Замени «Калифорнию» на «Аризону» в отрывке о Юджи Кришнамурти и приведи его часть между «Я сидел в квартире» и «нравится в нём?» включительно.

Текст:
-=-=-=-=-

Луис Броули - Пропащий. Последние приключения Юджи Кришнамурти
Я собирался ехать. Я знал, что поеду, но это не мешало мне фантазировать и ежедневно придумывать возможности побега. Он слышал меня за две тысячи миль.
Когда я позвонил ему, он поздоровался и тут же эхом транслировал мне мои мысли: «Я рад слышать, что ты не приедешь. Чем более счастлив ты, тем более буду рад я, что тебя здесь не будет».
Я сидел в квартире моей матери и, убивая время, смотрел по телику криминальные шоу, чтобы не сойти с ума в этой волшебной стране на окраине. Йогиня ездила навестить отца, и он подбросил её до квартиры моей матери в одном из его маленьких спортивных красных кабриолетов. Её визит был желанным подтверждением нормальности мира. Мы поехали попить кофе в город. У меня возникло ощущение, что мы зависли в каком-то пространстве между мирами, предназначенном только для нас двоих. Когда она улетела в Калифорнию, я позвонил ей. Ей казалось сумасшествием снова оказаться там. Она задавала себе вопрос, что она опять делала в той гостиной? Затем она вошла внутрь и передала ему трубку… Произошёл забавный разговор:
— Я рад, что ты не приедешь в Калифорнию.
— Не приеду. Я не люблю Калифорнию. Вместо неё я приеду в Палм-Спрингс.
— Что тебе так нравится в нём?
— Там есть вращающийся вортекс.
— Что?
— Я сказал: «Там есть вращающийся вортекс…»

-=-=-=-=-

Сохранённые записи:
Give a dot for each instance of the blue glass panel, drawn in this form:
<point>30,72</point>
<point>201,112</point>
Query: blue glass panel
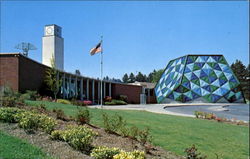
<point>211,79</point>
<point>202,74</point>
<point>217,67</point>
<point>194,77</point>
<point>221,81</point>
<point>215,98</point>
<point>216,58</point>
<point>196,93</point>
<point>171,96</point>
<point>187,85</point>
<point>207,88</point>
<point>204,58</point>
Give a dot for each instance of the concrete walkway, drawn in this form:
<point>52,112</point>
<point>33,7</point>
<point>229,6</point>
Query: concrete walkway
<point>157,108</point>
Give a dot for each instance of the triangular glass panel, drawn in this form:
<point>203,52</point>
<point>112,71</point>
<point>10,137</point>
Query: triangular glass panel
<point>222,60</point>
<point>210,59</point>
<point>216,58</point>
<point>193,86</point>
<point>218,73</point>
<point>196,94</point>
<point>204,58</point>
<point>194,77</point>
<point>203,83</point>
<point>187,85</point>
<point>199,59</point>
<point>216,83</point>
<point>207,88</point>
<point>187,70</point>
<point>215,98</point>
<point>204,92</point>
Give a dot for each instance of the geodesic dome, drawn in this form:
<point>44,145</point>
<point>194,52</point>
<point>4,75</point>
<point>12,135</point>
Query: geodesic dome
<point>198,78</point>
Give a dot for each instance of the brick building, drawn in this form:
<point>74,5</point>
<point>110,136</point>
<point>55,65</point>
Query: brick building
<point>22,73</point>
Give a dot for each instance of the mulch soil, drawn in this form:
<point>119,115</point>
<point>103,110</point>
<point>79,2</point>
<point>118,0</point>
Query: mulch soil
<point>62,150</point>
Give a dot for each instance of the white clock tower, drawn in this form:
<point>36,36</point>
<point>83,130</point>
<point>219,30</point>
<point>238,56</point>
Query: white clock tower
<point>53,46</point>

-=-=-=-=-

Ответ:
Я сидел в квартире моей матери и, убивая время, смотрел по телику криминальные шоу, чтобы не сойти с ума в этой волшебной стране на окраине. Йогиня ездила навестить отца, и он подбросил её до квартиры моей матери в одном из его маленьких спортивных красных кабриолетов. Её визит был желанным подтверждением нормальности мира. Мы поехали попить кофе в город. У меня возникло ощущение, что мы зависли в каком-то пространстве между мирами, предназначенном только для нас двоих. Когда она улетела в Аризону, я позвонил ей. Ей казалось сумасшествием снова оказаться там. Она задавала себе вопрос, что она опять делала в той гостиной? Затем она вошла внутрь и передала ему трубку… Произошёл забавный разговор:
— Я рад, что ты не приедешь в Аризону.
— Не приеду. Я не люблю Аризону. Вместо неё я приеду в Палм-Спрингс.
— Что тебе так нравится в нём?